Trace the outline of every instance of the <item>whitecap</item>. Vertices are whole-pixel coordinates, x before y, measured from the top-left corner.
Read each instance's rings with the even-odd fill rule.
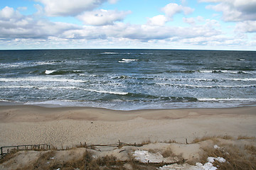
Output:
[[[101,55],[118,55],[118,52],[105,52],[100,53]]]
[[[119,95],[127,95],[127,94],[128,94],[127,92],[123,92],[123,91],[101,91],[101,90],[95,90],[95,89],[81,89],[81,88],[80,88],[80,89],[82,89],[82,90],[85,90],[85,91],[90,91],[97,92],[97,93],[100,93],[100,94],[119,94]]]
[[[52,74],[53,72],[56,72],[56,70],[46,70],[45,74]]]
[[[56,82],[73,82],[84,83],[87,80],[55,79],[52,77],[34,77],[28,76],[26,78],[0,78],[0,81],[4,82],[18,82],[18,81],[56,81]]]
[[[256,98],[198,98],[199,101],[255,101]]]

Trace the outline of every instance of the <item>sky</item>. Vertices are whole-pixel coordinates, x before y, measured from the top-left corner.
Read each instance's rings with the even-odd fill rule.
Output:
[[[256,0],[1,0],[0,50],[256,50]]]

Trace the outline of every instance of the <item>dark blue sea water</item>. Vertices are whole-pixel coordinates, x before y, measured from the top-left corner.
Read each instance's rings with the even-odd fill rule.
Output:
[[[256,52],[0,51],[1,103],[116,110],[256,102]]]

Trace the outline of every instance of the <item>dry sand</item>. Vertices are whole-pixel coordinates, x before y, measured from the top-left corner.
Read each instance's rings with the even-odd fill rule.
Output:
[[[117,111],[92,108],[0,106],[0,146],[178,142],[208,135],[256,137],[256,107]]]

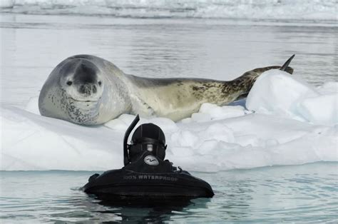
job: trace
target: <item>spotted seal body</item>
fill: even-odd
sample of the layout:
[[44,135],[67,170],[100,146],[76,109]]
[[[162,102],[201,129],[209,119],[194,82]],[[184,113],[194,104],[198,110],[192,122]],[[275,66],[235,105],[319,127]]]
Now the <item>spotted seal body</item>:
[[77,55],[52,71],[40,93],[39,107],[43,116],[83,125],[101,124],[122,113],[178,121],[197,112],[203,103],[232,102],[247,94],[262,72],[280,68],[255,68],[230,81],[150,78],[126,74],[96,56]]

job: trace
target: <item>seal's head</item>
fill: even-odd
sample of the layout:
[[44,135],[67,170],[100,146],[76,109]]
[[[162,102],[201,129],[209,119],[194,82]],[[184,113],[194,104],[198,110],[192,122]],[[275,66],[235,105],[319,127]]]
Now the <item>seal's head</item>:
[[61,69],[60,85],[71,100],[88,105],[98,101],[103,91],[100,70],[91,61],[76,58]]

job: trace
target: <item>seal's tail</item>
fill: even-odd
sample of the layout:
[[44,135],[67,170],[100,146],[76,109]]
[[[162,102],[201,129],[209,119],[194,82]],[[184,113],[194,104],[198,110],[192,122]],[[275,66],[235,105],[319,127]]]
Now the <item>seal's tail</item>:
[[266,71],[268,71],[268,70],[270,70],[270,69],[280,69],[280,70],[282,70],[282,71],[285,71],[286,72],[287,72],[288,73],[290,73],[290,74],[292,74],[293,73],[293,68],[291,68],[291,67],[289,67],[289,64],[290,63],[291,61],[292,60],[292,58],[295,57],[295,54],[292,55],[289,59],[287,59],[287,61],[285,61],[285,63],[282,66],[268,66],[268,67],[264,67],[264,68],[255,68],[249,72],[254,72],[254,73],[256,73],[257,74],[260,75],[261,73],[262,73],[263,72]]
[[289,64],[290,63],[292,58],[295,57],[295,54],[292,55],[287,61],[282,66],[268,66],[264,68],[257,68],[252,69],[251,71],[247,71],[242,76],[238,77],[237,78],[235,79],[235,81],[237,81],[237,86],[241,86],[240,88],[240,96],[237,98],[237,100],[245,98],[247,96],[247,93],[252,87],[255,81],[256,81],[257,78],[260,76],[263,72],[270,70],[270,69],[280,69],[282,71],[285,71],[290,74],[293,73],[293,68],[289,67]]

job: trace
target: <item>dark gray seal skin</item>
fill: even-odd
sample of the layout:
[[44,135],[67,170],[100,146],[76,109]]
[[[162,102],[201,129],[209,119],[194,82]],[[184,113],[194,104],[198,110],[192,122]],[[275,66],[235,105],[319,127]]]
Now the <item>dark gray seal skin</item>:
[[245,97],[257,78],[270,69],[255,68],[229,81],[203,78],[150,78],[124,73],[113,63],[91,55],[61,62],[39,98],[42,116],[82,125],[99,125],[122,113],[165,117],[177,121],[198,111],[203,103],[227,105]]

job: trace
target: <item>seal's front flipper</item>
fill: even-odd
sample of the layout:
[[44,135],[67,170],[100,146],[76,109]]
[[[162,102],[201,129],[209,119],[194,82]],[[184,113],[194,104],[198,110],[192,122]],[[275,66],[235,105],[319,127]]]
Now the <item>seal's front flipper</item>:
[[292,55],[289,59],[287,59],[287,61],[280,67],[280,70],[282,71],[285,71],[287,72],[289,72],[287,70],[291,69],[291,72],[289,72],[290,74],[293,73],[293,69],[291,67],[289,67],[289,64],[290,63],[291,61],[292,61],[293,58],[295,57],[295,54]]

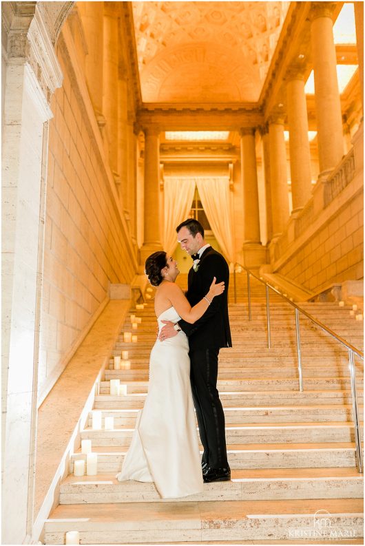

(AIM) Pull out the stretch from the start of the rows through the line that contains "[[[256,98],[198,98],[199,101],[255,101]]]", word for word, with both ends included. Leave the pictures out of your answer.

(EXERCISE RESULT)
Trace the outline of every instance of the <item>whitecap</item>. Vertices are whole-pixel coordinates, x before y, measured from the top-left corner.
Read each instance's rings with the even-odd fill rule.
Output:
[[[101,55],[118,55],[118,52],[105,52],[100,53]]]
[[[119,95],[127,95],[127,94],[128,94],[127,92],[123,92],[123,91],[101,91],[101,90],[95,90],[95,89],[81,89],[81,88],[80,88],[80,89],[82,89],[82,90],[85,90],[85,91],[90,91],[97,92],[97,93],[100,93],[100,94],[119,94]]]
[[[52,74],[53,72],[56,72],[56,70],[46,70],[45,74]]]
[[[56,82],[73,82],[84,83],[87,80],[55,79],[52,77],[34,77],[28,76],[26,78],[0,78],[0,81],[4,82],[18,82],[18,81],[56,81]]]
[[[256,98],[198,98],[199,101],[255,101]]]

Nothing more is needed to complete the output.